### EXERCISE GOAL
Every record here must be copied exactly, except for the images it holds.

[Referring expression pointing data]
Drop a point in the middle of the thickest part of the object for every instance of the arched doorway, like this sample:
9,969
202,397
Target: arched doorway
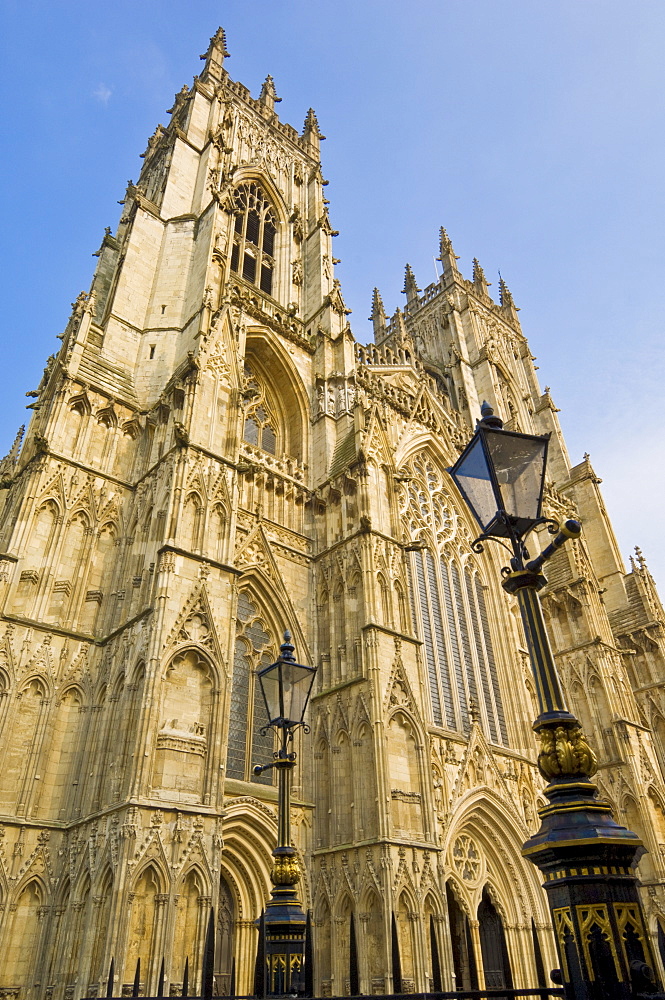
224,961
464,959
493,945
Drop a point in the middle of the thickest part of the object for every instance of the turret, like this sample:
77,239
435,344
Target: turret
312,135
378,317
447,256
479,278
506,301
268,96
213,71
410,289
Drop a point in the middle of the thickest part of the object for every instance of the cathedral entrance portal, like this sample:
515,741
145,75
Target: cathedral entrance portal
464,960
493,945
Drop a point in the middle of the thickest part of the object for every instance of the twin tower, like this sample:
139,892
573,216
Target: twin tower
212,458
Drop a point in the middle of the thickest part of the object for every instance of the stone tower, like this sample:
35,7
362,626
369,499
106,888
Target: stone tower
213,458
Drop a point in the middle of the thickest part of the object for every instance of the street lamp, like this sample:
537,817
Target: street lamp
286,687
586,858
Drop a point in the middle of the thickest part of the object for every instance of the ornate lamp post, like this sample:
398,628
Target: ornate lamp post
586,858
286,687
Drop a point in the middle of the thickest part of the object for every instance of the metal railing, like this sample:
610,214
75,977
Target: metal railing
505,992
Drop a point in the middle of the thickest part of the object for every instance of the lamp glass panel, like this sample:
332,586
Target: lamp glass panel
297,683
472,475
519,463
269,680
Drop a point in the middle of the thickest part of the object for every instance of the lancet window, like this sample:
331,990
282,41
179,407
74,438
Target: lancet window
260,427
254,648
449,608
254,231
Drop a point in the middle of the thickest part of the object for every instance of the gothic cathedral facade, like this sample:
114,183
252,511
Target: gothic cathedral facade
213,458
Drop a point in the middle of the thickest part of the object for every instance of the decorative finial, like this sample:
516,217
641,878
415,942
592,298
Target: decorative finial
312,124
268,96
214,57
287,648
445,246
479,278
378,316
488,417
377,304
410,289
474,711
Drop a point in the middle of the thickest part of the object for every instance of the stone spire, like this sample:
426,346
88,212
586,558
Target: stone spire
268,96
378,317
8,463
479,279
213,71
311,133
506,300
447,255
410,286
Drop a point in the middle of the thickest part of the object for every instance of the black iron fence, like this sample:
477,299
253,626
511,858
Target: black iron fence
503,993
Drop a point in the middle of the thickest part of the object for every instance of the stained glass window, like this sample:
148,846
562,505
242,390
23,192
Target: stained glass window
246,744
448,605
254,232
260,426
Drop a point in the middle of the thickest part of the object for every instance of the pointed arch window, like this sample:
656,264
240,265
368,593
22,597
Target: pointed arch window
448,606
254,231
254,648
260,428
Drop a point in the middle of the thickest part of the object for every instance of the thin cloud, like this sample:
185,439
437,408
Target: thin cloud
103,93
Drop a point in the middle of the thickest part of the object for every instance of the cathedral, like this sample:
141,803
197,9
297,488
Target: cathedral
212,458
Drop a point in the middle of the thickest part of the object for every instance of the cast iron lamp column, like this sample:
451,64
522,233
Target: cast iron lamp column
286,687
586,858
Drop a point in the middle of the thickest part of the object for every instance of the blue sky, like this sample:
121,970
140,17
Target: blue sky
534,132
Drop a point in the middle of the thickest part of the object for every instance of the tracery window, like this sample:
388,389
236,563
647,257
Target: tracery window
254,648
448,606
254,231
260,427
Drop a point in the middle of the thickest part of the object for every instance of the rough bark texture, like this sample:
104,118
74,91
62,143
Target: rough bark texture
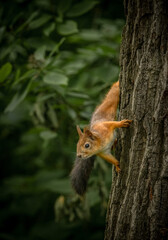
138,205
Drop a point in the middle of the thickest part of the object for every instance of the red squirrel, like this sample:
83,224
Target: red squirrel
97,139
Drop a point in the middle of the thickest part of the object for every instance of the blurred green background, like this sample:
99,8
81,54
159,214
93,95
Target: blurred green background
58,58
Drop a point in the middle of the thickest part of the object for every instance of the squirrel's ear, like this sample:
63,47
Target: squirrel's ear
85,129
90,134
80,133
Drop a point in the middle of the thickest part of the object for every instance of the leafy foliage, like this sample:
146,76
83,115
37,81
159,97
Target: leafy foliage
56,64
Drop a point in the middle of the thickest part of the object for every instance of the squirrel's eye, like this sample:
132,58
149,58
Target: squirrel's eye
87,145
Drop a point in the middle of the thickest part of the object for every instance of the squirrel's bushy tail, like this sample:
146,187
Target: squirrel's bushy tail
80,174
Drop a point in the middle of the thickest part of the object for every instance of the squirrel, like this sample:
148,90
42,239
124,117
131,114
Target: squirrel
97,139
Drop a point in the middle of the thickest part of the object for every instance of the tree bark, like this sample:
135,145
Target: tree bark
138,204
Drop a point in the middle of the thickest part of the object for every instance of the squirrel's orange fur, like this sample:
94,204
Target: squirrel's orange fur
99,137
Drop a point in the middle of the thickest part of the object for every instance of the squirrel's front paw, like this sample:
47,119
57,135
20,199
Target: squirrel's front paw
125,123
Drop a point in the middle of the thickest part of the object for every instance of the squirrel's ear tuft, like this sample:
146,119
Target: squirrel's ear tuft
90,134
85,129
80,133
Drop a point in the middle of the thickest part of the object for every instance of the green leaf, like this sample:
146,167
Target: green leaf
17,99
81,8
48,30
63,6
47,135
67,28
55,78
40,53
39,22
5,70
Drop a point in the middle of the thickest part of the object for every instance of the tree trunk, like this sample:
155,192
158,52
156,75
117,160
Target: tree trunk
138,205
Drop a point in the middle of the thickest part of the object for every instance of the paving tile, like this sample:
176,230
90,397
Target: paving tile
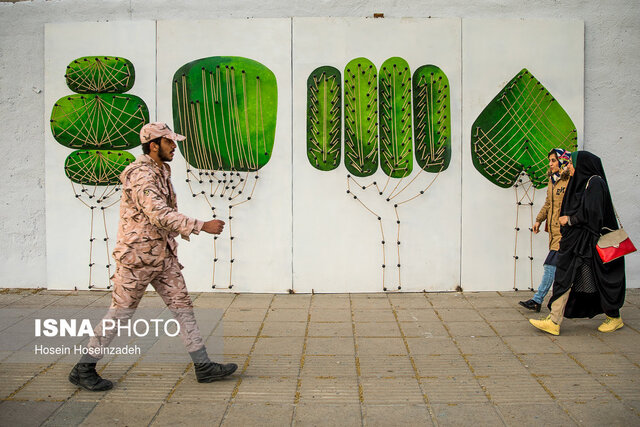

### SOLUTION FOR THIS PROBLEM
Drop a point in the middle of the thickest part of the object for every instance of the arched doorway, like this sample:
9,969
202,397
Target: arched doorway
224,961
464,959
493,945
Drop a point in the middle of the thickest part of the object for every instance of the turret, like this sample:
77,239
435,344
Target: turret
312,135
378,317
447,256
479,278
506,301
268,96
213,71
410,289
Drop a point in the middle of the thickest part of the object for every instance of the cathedral entrance portal, like this sample:
515,741
145,75
Target: cathedral entrance portal
464,960
493,945
Drop a point in the middle of the thickest part of the object for every instance of the twin tower, like this sample:
139,892
573,216
Target: twin tower
212,458
Drop a point in the middle of the thickest part of the object for every instance of the stone tower, like this sample:
35,7
362,626
369,499
106,888
Target: stone tower
213,458
Drop a point in the middle of the thickest part of the object for every instance of the street lamp, like this sample:
537,817
Target: street lamp
286,687
586,858
Drop a point in the middle of the thickest part of the object for every instance of the ornate lamp post, like this sample:
398,628
Target: ornate lamp post
586,858
286,687
Drop a point in the middle of the thickest part of the object for every instance of the metal railing, like this sample:
610,214
75,977
Target: metal railing
505,992
Drop a point in the middle of the thickest part of the object for every instance of the lamp glass panel, like this sample:
332,586
Target: lamp glass panel
297,683
472,475
519,463
269,680
Drop a point in the middle of the thickest part of the object for every instance of the lancet window, like this sample:
331,990
282,41
179,407
74,438
Target: lancet window
260,427
254,648
449,608
254,231
Drop a point in the middle of the thickest part of the object for every instance of the gothic cathedral facade, like this sample:
114,183
252,511
Target: gothic cathedral facade
213,458
Drop a point in the middle of the thickest part of the object for every instance of the decorative finial, like this sample:
516,217
641,878
415,942
592,298
Target: decorative finial
312,124
268,96
214,57
287,648
445,246
479,278
378,316
488,417
377,304
410,289
474,711
Drop a point in the middle of the thickest part of the object for every instance of the stone spire, like this sample:
426,346
88,212
586,558
Target: stone spire
268,96
378,317
8,463
479,279
213,71
311,133
506,300
447,255
410,286
Drop a point in the middle of the thickest part of the object for every instance of the black iron fence, like this sample:
477,299
253,626
511,858
Target: black iron fence
503,993
Drop a point in the middle of the thickest part of the object for every instance of the stained glass window, like this sample:
148,846
562,505
242,390
23,192
Target: stained glass window
246,744
448,605
254,232
260,426
Drop a point in the middle of the thickest part of the object for every instance of the pointed arch window, like this sample:
656,264
240,265
368,593
22,597
Target: pointed arch window
448,606
254,231
254,648
260,428
Drop a point in the middle of the thickest part of the object for every instance of the thin cloud, like this sample:
185,439
437,408
Target: thin cloud
103,93
Drop a point in the middle of the thickest part of the object for every instance of the cathedral, like this sample:
141,803
197,9
297,488
Target: cathedral
212,458
Drop a point in the middle of the thickest part of the object for every instance of the cast iron lamp column, like this sample:
451,64
522,233
Target: cast iron lamp column
286,687
586,858
Drop a point in the middle of the thickest part of the object for every instance of the blue sky, like this sample:
121,970
140,17
Target: blue sky
534,132
Drop a point in the middle of the thickest part of the object for every instance of the tracery window, like this sample:
388,389
236,563
647,257
Target: tracery window
254,648
448,606
254,231
260,427
Drop a point in the middle of the thickest part of the object for every instance of the rough bark texture, like this sample:
104,118
74,91
62,143
Target: rough bark texture
138,205
Drop a point in the middle of the thickest part of the object for every instance of the red squirrel, like this sample:
83,224
Target: red squirrel
97,139
Drop a point in the middle of the thickest part of the object for every instance of the blurred green background, like this sample:
99,8
81,54
159,214
93,95
Target: blurred green background
58,58
Drop a point in the middle of the thickest part of the object for every instance of the squirrel's ear, like this sample:
63,47
Target: squirrel's ear
85,129
90,134
80,133
Drop a point in the middle of the thickest part of the object for every instance of the leafy foliage, like this sample:
146,76
83,115
37,81
159,97
Target: leafy foliage
56,64
Drop a point in the middle of the thickest part of the object for every instance of the squirrel's eye, like this sample:
132,58
149,58
Target: squirrel's eye
87,145
Drop a point in the middle of the thickest part of the object for every instance of the squirrel's bushy tail, like this sample:
146,187
Target: squirrel's bushy tail
80,174
Drop a point in the middle of the thickest part of the object for every instance of the squirrel, like this sample:
148,90
42,239
124,117
131,114
Target: squirrel
97,139
Drop a point in the middle of the thickest part of the object for every instance of the tree bark, like this sample:
135,145
Target: tree bark
138,204
Drop a point in the middle of the thickest part of the object for every instance of the squirrel's orange fur, like this sample:
94,204
Target: squirrel's orange fur
99,137
Drop a point in the middle of the thickest part of the object for every instance of the squirrel's front paw, like this sample:
47,119
57,135
20,199
Target: squirrel's front paw
125,123
Drop a point in the middle of the thickest part of the object for every instance of the squirrel's ear tuft, like this sample:
146,119
Target: squirrel's ear tuft
90,134
85,129
80,133
Drop a point in the middle of the thickest part of the object for every instance of the green leaf, like this sample:
146,167
Target: green leaf
17,99
81,8
48,30
63,6
47,135
67,28
55,78
40,53
39,22
5,70
Drop a point in the middle of the thickest part of the object for every instance of the tree trunk, like this sample:
155,192
158,52
156,75
117,160
Target: tree trunk
138,205
Drop a point in the middle of the thickest part of the object for every instance of the paving tile, like this sample:
176,230
90,397
Target: paving tile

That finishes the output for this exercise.